» Document excerpt:
..........

Construction: quotient manifold P/G for a free proper action

If a Lie group acts freely and properly on a smooth manifold P, the orbit space P/G is a smooth manifold and the projection is a submersion.

Construction: quotient manifold P/G for a free proper action

Let $G$ be a Lie group acting smoothly on a smooth manifold $P$ . Write the action as a right action $(p,g)\mapsto p\cdot g$ .

Construction (Quotient manifold and principal bundle projection)

Assume the action is:

Free: $p\cdot g=p$ implies $g=e$ .
Proper: the map $P\times G\to P\times P$ , $(p,g)\mapsto (p,p\cdot g)$ is proper.

Then:

The orbit space $P/G$ carries a unique smooth manifold structure such that the projection
$\pi:P\to P/G$
is a smooth submersion.
With this smooth structure, $\pi:P\to P/G$ is a principal G-bundle with the given right action.
For each $p\in P$ , the vertical tangent space is
$\ker(d\pi)_p \;=\; \{X^\#_p: X\in\mathfrak g\},$
where $X^\#$ is the fundamental vector field defined using the right-action convention .

This construction is the standard way principal bundles arise from symmetry.

Trivial example. If $P=M\times G$ with right action $(x,h)\cdot g=(x,hg)$ , the action is free and proper and the quotient is canonically $P/G\cong M$ .
Hopf fibration viewpoint. The standard free action of $S^1$ on $S^{2n+1}\subset\mathbb C^{n+1}$ by scalar multiplication is free and proper; the quotient is complex projective space $S^{2n+1}/S^1\cong \mathbb{CP}^n$ , and the projection is a principal $S^1$ -bundle.
Non-example (failure of properness). If a noncompact group acts freely but not properly, the orbit space may fail to be Hausdorff, violating the manifold convention in the manifold hypotheses .

..........

» Data entries:

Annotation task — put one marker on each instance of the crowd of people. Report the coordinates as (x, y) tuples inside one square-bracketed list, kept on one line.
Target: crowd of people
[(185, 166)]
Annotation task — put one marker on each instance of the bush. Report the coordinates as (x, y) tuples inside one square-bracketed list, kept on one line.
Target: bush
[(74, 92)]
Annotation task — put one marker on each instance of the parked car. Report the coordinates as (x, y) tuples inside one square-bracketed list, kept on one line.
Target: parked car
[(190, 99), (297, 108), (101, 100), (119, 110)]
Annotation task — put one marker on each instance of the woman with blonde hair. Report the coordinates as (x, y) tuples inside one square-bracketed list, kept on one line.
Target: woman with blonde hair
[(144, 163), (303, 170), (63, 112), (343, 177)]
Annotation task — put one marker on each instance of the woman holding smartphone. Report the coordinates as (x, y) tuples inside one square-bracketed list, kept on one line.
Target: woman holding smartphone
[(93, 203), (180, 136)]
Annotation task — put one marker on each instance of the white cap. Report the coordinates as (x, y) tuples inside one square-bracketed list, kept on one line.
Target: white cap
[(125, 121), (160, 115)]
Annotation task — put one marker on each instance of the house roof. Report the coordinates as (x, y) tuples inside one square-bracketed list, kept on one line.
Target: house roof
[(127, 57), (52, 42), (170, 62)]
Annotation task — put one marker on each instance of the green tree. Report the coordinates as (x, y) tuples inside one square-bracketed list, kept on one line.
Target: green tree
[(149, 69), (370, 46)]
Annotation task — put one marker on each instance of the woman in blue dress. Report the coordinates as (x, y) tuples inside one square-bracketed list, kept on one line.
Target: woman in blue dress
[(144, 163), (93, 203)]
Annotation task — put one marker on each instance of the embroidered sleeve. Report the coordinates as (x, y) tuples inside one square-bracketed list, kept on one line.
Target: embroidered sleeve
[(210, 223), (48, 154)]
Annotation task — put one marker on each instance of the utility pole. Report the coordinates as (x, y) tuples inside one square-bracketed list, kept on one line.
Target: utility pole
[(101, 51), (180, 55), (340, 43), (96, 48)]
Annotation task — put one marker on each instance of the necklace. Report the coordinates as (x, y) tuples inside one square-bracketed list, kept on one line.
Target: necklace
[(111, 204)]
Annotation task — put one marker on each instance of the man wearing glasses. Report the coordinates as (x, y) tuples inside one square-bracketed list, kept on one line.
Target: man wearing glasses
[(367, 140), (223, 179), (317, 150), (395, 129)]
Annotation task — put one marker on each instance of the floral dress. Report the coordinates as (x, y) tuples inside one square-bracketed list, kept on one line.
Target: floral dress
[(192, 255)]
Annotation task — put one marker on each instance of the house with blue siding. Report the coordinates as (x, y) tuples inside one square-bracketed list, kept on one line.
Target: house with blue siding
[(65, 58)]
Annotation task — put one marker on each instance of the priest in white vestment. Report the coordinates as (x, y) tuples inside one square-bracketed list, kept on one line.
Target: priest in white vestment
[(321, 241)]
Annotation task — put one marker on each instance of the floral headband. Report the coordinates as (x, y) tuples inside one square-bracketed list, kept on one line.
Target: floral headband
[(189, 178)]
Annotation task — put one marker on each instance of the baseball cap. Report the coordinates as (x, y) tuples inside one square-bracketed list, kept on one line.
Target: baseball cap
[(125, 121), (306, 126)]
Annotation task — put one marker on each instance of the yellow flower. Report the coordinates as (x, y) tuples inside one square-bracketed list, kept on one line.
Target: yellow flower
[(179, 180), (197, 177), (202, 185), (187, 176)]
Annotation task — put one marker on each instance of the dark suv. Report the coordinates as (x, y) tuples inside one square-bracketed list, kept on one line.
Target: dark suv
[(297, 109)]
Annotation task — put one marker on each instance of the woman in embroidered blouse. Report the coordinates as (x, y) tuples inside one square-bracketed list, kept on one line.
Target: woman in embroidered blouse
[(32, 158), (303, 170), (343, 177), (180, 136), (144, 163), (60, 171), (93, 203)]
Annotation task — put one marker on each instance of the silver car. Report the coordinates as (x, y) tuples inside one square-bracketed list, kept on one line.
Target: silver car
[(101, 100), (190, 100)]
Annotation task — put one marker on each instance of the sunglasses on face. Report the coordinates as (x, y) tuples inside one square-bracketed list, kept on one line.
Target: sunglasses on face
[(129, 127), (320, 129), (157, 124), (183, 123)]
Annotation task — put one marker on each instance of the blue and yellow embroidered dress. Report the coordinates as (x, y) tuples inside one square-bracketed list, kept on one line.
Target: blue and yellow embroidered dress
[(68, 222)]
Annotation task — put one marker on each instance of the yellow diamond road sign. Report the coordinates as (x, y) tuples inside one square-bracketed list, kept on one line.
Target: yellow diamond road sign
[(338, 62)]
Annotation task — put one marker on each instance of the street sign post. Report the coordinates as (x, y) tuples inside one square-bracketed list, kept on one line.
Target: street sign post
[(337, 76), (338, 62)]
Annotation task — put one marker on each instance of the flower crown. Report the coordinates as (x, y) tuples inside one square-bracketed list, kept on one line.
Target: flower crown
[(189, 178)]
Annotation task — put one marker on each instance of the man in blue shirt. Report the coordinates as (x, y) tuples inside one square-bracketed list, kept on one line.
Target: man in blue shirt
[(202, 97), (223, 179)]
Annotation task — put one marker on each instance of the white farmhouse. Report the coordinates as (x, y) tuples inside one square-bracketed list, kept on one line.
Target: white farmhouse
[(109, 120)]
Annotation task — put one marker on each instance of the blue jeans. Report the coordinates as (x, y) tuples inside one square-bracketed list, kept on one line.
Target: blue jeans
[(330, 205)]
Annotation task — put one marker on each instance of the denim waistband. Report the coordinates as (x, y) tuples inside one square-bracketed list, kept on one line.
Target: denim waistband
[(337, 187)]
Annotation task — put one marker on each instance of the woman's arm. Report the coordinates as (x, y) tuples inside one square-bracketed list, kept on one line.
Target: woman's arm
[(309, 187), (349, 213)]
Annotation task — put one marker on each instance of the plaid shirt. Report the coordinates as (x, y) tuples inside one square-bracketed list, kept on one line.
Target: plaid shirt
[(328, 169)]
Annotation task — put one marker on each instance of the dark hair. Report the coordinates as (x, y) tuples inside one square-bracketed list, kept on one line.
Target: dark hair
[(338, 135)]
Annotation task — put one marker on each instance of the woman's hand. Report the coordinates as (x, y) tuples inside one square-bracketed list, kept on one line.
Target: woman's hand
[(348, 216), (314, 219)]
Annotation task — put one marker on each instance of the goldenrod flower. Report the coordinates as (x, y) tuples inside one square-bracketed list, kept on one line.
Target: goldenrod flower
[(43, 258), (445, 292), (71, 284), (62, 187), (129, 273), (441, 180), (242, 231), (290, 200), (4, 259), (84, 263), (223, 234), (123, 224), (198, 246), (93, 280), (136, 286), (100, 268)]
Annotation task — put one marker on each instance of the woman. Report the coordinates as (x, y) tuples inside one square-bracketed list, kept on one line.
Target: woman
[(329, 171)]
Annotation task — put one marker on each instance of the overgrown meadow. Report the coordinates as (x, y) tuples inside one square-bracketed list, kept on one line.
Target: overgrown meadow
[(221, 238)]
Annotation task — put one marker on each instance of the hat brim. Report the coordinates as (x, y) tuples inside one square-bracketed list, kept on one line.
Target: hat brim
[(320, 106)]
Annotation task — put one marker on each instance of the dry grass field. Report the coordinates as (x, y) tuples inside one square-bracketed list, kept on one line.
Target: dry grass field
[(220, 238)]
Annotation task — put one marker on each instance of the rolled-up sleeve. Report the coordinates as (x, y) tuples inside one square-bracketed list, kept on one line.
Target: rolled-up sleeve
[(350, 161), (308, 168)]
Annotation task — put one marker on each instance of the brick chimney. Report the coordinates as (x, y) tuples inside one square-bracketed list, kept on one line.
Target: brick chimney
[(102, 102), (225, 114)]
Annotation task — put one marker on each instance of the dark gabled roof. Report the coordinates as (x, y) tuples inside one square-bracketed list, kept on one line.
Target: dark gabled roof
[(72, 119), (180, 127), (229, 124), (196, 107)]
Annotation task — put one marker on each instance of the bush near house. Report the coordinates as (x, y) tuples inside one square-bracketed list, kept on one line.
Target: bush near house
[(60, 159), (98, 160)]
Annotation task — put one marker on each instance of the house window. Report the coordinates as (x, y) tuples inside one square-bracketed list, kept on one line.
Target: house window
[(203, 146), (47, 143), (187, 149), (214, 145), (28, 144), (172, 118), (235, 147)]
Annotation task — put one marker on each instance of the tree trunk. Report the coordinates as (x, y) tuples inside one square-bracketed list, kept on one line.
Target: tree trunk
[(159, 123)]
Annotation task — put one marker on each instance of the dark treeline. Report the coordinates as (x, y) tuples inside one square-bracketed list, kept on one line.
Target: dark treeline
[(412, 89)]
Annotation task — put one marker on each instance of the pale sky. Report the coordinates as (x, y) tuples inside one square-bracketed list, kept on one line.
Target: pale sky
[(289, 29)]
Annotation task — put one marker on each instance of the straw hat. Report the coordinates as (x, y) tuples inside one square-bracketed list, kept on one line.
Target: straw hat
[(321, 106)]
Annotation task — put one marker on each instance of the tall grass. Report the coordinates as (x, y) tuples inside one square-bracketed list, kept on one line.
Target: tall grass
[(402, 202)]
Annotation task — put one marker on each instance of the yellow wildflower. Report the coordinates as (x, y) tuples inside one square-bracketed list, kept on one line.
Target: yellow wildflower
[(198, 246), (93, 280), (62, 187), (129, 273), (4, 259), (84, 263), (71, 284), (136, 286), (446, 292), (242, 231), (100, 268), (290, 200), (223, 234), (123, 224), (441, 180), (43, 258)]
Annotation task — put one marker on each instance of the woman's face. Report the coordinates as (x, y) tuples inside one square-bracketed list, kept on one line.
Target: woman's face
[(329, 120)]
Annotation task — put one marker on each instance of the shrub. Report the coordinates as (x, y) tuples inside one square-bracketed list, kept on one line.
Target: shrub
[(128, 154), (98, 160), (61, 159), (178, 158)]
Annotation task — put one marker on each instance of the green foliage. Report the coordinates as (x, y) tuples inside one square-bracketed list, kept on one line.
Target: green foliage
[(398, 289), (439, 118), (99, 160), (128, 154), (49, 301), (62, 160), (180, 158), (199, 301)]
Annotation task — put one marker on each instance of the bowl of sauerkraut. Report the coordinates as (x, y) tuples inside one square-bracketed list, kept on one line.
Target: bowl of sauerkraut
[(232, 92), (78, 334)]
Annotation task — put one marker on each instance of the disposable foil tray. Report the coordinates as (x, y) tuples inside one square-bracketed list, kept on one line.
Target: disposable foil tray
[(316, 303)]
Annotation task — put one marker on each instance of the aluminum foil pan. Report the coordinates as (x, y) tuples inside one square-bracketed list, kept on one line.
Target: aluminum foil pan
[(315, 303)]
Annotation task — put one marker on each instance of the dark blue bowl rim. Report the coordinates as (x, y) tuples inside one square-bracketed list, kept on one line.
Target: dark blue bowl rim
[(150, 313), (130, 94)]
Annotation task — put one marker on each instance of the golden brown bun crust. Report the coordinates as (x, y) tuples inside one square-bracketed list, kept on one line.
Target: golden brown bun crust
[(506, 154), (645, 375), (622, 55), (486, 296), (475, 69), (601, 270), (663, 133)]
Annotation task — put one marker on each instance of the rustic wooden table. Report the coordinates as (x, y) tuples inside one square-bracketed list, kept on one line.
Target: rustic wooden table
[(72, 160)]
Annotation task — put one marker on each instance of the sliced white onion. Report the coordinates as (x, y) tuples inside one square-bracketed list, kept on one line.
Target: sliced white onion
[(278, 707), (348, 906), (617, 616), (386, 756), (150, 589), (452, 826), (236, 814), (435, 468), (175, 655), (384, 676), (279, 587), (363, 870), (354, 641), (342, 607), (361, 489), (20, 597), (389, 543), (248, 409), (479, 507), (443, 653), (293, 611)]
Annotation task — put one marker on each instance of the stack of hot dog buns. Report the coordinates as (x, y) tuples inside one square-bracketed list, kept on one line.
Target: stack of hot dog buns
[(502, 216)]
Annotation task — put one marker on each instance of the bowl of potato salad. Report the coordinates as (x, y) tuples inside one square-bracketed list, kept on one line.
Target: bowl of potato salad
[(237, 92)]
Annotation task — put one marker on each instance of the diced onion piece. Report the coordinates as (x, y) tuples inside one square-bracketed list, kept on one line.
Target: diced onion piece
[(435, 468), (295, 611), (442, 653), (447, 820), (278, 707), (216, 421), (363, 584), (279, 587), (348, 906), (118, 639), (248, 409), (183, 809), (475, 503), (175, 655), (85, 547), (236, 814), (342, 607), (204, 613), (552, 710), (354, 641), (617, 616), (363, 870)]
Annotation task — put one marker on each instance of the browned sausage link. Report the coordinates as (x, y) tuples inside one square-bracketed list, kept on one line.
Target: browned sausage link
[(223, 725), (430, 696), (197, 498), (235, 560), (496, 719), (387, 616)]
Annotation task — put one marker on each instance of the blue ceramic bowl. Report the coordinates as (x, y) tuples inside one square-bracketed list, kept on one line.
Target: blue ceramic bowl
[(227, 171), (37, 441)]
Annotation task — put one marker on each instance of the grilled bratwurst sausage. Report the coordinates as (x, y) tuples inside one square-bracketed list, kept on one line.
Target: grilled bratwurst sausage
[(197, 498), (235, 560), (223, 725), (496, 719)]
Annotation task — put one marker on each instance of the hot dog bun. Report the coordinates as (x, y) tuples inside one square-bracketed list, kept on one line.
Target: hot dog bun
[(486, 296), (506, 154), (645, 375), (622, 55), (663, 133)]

..........

» Required actions:
[1] Repeat word for word the part of the quotient manifold construction starting at "Assume the action" and ending at "right-action convention .".
[2] Summarize the quotient manifold construction in two sentences.
The data has no connection to the quotient manifold construction.

» Answers given:
[1]
Assume the action is:

Free: $p\cdot g=p$ implies $g=e$ .
Proper: the map $P\times G\to P\times P$ , $(p,g)\mapsto (p,p\cdot g)$ is proper.

Then:

The orbit space $P/G$ carries a unique smooth manifold structure such that the projection
$\pi:P\to P/G$
is a smooth submersion.
With this smooth structure, $\pi:P\to P/G$ is a principal G-bundle with the given right action.
For each $p\in P$ , the vertical tangent space is
$\ker(d\pi)_p \;=\; \{X^\#_p: X\in\mathfrak g\},$
where $X^\#$ is the fundamental vector field defined using the right-action convention .

[2] When a Lie group G acts smoothly, freely, and properly on a smooth manifold P, the orbit space P/G has a unique smooth manifold structure making the projection a smooth submersion, and with it the projection is a principal G-bundle whose vertical tangent spaces are given by the fundamental vector fields. Examples include P = M × G, whose quotient is M, and the free action of S^1 on S^{2n+1}, whose quotient is CP^n, while a free but non-proper action of a noncompact group may give an orbit space that is not Hausdorff.